*** Opening of Source document ***

Steelers’ WR Rushes Setting Up Future Plays While Having Present Success

While head coach Mike Tomlin said that the Pittsburgh Steelers did not get the opportunity to take the ‘step back’ approach that ordinarily comes with a standard bye week, it seems as though they still found some time to add a couple of different wrinkles to the game plan before their next game.

That was most evident in the use of the wide receivers on jet sweeps and end arounds throughout the game featuring Ray-Ray McCloud on his first offensive touch of the season and Chase Claypool, who scored the first points of the game on a two-yard touchdown for the home team.

It showed up again in a big way at the start of the second half when McCloud got another chance to put the ball in his hands on offense. This time, he had great blocking in front of him to allow him to get into open space, which essentially turned the play into a punt return, which he very nearly took the distance. In all, he got 58 yards on the play, setting up the offense with a first and goal.

The Steelers had been making use of much more motion before and at the snap this season, which the team has pretty much acknowledged all along was in large part due to the influence of new quarterbacks coach Matt Canada, who has extensive experience as an offensive coordinator at the college level.

They began using McCloud on offense as a pre-snap motion decoy in their last game, setting up the inevitable, which would be his actually getting the ball in his hands. The third-year player has shown to be effective in the open field as the team’s kick returner, which has now extended onto the offensive side of the ball.

The Steelers ran what they would likely call a run-game-extension play at the end of their first drive of the second half as well, with Claypool getting a screen pass with three blockers in front of him at the goal line, including Trey Edmunds. It was basically a long handoff to the left, for a five-yard score.

In all, the offense put the ball directly into their wide receivers’ hands five times on the afternoon, with a good bit of success, though the two really notable plays were already highlighted above. McCloud had one more carry for five yards, while Claypool had two more carries, one for one yard, one for three.

But that’s five wide receiver sweeps that will be on tape for the Cleveland Browns and the rest of their upcoming opponents. Five plays that can help set up the rest of the offense, whether it’s just window dressing or a double-reverse or a flea flicker.

Getting two big plays—a double-explosive play and a touchdown—on five wide receiver runs, and four successful plays overall, is a great start. Claypool’s three-yard run converted on third and two, and McCloud’s five-yarder came on first down. You take an 80 percent success rate and run home with it.

*** Close of Source document ***
*** Opening of Information shown ***

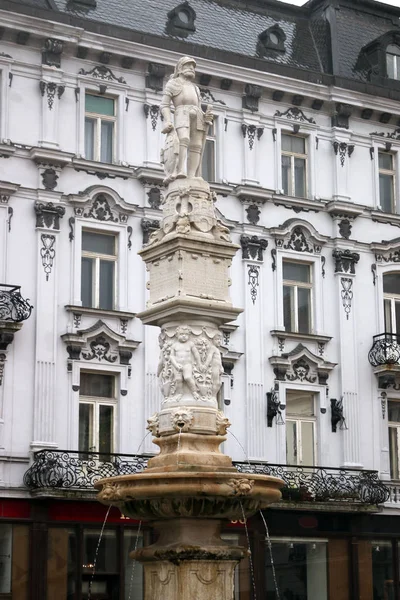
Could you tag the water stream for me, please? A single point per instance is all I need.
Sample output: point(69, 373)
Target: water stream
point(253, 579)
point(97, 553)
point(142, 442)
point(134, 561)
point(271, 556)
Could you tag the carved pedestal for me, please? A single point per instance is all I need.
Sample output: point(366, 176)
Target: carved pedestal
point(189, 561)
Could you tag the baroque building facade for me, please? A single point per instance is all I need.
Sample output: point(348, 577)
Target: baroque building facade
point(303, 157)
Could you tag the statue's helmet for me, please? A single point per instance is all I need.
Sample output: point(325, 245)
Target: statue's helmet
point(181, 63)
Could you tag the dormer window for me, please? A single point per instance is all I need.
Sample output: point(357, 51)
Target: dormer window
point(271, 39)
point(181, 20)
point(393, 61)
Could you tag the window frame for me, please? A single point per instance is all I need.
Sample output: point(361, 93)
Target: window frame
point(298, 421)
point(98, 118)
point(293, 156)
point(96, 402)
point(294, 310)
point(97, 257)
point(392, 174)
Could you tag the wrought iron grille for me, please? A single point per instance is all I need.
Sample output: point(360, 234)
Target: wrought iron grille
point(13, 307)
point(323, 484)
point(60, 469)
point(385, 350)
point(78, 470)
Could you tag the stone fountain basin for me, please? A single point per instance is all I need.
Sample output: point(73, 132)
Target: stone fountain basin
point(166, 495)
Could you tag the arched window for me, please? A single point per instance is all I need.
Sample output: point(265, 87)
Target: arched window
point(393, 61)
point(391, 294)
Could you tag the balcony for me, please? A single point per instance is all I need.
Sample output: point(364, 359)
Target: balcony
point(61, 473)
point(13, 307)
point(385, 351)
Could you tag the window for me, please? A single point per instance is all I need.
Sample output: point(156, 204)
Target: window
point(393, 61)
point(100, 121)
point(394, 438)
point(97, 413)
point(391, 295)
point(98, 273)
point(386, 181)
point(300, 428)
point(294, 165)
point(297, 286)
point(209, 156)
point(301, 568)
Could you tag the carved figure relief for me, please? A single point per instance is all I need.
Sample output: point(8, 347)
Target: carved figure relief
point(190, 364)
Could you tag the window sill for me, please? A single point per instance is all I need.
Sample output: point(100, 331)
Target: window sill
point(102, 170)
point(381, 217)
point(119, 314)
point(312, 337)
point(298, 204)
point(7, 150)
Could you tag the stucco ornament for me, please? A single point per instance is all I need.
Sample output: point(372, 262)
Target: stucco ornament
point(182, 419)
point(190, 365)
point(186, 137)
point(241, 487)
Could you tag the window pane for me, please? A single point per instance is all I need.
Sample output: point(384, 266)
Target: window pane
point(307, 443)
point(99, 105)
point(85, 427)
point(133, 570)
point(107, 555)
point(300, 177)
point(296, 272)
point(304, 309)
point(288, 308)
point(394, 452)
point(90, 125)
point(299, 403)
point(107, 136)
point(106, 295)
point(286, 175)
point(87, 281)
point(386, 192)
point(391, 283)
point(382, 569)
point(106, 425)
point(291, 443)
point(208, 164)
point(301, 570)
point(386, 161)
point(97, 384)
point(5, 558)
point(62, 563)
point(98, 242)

*** Close of Information shown ***
*** Opening of Information shown ***

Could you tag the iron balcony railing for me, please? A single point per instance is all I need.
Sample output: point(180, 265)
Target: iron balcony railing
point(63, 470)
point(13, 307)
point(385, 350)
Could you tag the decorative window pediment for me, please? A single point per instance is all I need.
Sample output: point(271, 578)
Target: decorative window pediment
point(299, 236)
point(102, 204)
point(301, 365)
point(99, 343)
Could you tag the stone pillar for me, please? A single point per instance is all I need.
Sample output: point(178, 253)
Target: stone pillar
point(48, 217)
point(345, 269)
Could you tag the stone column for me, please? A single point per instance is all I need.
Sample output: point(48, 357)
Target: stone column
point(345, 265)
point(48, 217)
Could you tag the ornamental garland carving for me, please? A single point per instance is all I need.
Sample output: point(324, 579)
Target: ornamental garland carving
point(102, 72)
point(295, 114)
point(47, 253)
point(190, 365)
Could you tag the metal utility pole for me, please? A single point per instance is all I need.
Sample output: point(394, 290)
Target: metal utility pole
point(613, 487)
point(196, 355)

*** Close of Information shown ***

Task details - Transcribe the stretch of the Steelers article from "They began using" through "of the ball.". None of the material is needed for this.

Answer to this task -
They began using McCloud on offense as a pre-snap motion decoy in their last game, setting up the inevitable, which would be his actually getting the ball in his hands. The third-year player has shown to be effective in the open field as the team’s kick returner, which has now extended onto the offensive side of the ball.